Wpisy do oznaczania segmentacji
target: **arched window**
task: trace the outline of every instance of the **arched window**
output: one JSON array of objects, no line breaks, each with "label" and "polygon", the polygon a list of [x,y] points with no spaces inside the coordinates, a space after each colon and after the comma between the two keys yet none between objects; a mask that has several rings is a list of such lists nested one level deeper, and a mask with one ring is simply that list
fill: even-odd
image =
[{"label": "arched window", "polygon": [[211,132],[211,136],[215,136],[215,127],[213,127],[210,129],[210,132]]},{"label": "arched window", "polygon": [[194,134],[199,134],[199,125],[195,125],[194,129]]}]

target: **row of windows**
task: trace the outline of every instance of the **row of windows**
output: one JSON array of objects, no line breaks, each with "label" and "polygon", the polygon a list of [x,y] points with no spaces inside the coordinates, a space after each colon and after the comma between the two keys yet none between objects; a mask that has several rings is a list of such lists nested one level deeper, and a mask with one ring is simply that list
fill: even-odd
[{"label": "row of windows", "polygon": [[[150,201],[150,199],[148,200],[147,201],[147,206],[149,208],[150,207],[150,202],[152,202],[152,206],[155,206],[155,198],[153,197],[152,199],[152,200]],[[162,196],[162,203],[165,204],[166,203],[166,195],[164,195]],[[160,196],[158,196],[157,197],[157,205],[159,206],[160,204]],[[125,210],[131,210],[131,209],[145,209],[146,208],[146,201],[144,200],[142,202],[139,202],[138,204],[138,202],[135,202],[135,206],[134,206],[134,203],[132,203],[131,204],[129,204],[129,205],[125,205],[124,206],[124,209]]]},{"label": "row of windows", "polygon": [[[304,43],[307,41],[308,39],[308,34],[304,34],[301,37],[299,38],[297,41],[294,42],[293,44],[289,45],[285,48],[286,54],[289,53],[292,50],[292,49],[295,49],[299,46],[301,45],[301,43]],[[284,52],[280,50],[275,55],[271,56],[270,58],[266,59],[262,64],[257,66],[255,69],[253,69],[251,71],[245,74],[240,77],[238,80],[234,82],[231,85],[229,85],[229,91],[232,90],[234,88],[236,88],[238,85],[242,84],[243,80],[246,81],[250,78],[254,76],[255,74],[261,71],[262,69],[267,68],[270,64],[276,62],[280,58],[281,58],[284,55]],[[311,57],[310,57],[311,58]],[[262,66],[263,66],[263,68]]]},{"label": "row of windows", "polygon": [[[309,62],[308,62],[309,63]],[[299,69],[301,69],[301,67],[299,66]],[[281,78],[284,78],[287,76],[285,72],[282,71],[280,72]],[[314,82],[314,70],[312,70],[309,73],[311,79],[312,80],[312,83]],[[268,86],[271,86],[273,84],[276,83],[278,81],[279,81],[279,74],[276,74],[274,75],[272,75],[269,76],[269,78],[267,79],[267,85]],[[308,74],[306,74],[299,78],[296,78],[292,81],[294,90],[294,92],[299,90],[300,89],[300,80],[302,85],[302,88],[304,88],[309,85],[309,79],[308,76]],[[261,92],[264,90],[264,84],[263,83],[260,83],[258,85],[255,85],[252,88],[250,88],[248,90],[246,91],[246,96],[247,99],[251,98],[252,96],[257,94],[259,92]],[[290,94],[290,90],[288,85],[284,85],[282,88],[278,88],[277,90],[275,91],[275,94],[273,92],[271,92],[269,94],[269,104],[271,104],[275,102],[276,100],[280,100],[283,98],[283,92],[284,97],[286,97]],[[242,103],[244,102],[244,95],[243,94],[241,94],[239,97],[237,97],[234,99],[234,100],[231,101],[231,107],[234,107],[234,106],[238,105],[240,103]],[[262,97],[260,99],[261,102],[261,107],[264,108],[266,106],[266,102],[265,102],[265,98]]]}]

◆ **Podane zadanie**: Przepisz cały listing jeszcze raz, ale wszędzie zamień „even-odd” na „nonzero”. Resztę zostaw bez zmian.

◆ **Odpowiedź pisemna**:
target: **arched window**
task: trace the outline of every instance of the **arched window**
output: one JSON array of objects, no line breaks, each with "label" and "polygon", the polygon a list of [x,y] points with no spaces inside the coordinates, a space after each colon and after the comma between the two keys yet none between objects; a mask that has several rings is a list of such lists nested one level deeper, and a mask with one ring is simply that list
fill: nonzero
image =
[{"label": "arched window", "polygon": [[211,132],[211,136],[215,136],[215,127],[213,127],[210,129],[210,132]]},{"label": "arched window", "polygon": [[194,134],[199,134],[199,125],[195,125],[194,129]]}]

target: **row of windows**
task: trace the outline of every instance of the **row of windows**
output: one JSON array of objects, no line breaks, each with "label" and "polygon", the polygon a list of [x,y] points with no spaces inside the coordinates, a space after each colon and after the comma between the two keys yet none between objects; a mask that has several rings is a list of such lists nested one level deeper, and a mask with one ring is simply that list
fill: nonzero
[{"label": "row of windows", "polygon": [[[150,201],[150,199],[148,200],[147,201],[147,206],[149,208],[150,207],[150,202],[152,202],[152,206],[155,206],[155,198],[153,197],[152,199],[152,200]],[[162,196],[162,203],[165,204],[166,203],[166,195],[164,195]],[[160,196],[158,196],[157,197],[157,205],[159,206],[160,204]],[[125,210],[131,210],[131,209],[145,209],[146,208],[146,201],[144,200],[142,202],[139,202],[138,204],[138,202],[135,202],[135,206],[134,206],[134,203],[132,203],[131,204],[129,204],[129,205],[125,205],[124,206],[124,209]]]},{"label": "row of windows", "polygon": [[[304,43],[307,41],[308,39],[308,34],[304,34],[301,37],[299,38],[297,41],[294,42],[293,44],[289,45],[285,48],[286,54],[289,53],[292,50],[292,49],[295,49],[299,46],[301,45],[301,43]],[[284,52],[280,50],[275,55],[271,56],[270,58],[266,59],[262,64],[257,66],[255,69],[253,69],[251,71],[245,74],[240,77],[238,80],[234,82],[231,85],[229,85],[229,91],[232,90],[234,88],[236,88],[238,85],[242,84],[243,80],[246,81],[250,78],[254,76],[255,74],[261,71],[262,69],[267,68],[270,64],[276,62],[280,58],[281,58],[284,55]],[[311,57],[310,57],[311,58]],[[262,66],[263,66],[263,68]]]},{"label": "row of windows", "polygon": [[[309,62],[308,62],[309,63]],[[299,69],[301,69],[301,67],[299,66]],[[281,78],[284,78],[287,76],[285,72],[282,71],[280,72]],[[314,82],[314,70],[312,70],[309,73],[311,79],[312,80],[312,83]],[[268,86],[271,86],[273,84],[276,83],[278,81],[279,81],[279,74],[276,74],[274,75],[272,75],[269,76],[269,78],[267,79],[267,85]],[[308,74],[306,74],[299,78],[296,78],[292,81],[294,90],[294,92],[299,90],[300,89],[300,80],[302,85],[302,88],[304,88],[309,85],[309,79],[308,76]],[[261,92],[264,90],[264,84],[263,83],[260,83],[258,85],[255,85],[252,88],[250,88],[248,90],[246,91],[246,96],[247,99],[251,98],[252,96],[257,94],[259,92]],[[290,94],[290,90],[288,85],[284,85],[282,88],[278,88],[277,90],[275,91],[275,94],[273,92],[271,92],[269,94],[269,104],[271,104],[275,102],[276,100],[280,100],[283,98],[283,92],[284,97],[286,97]],[[242,103],[244,102],[244,95],[243,94],[241,94],[239,97],[237,97],[234,99],[234,100],[231,101],[231,107],[234,107],[234,106],[238,105],[240,103]],[[262,97],[260,99],[261,102],[261,107],[264,108],[266,106],[266,102],[265,102],[265,98]]]}]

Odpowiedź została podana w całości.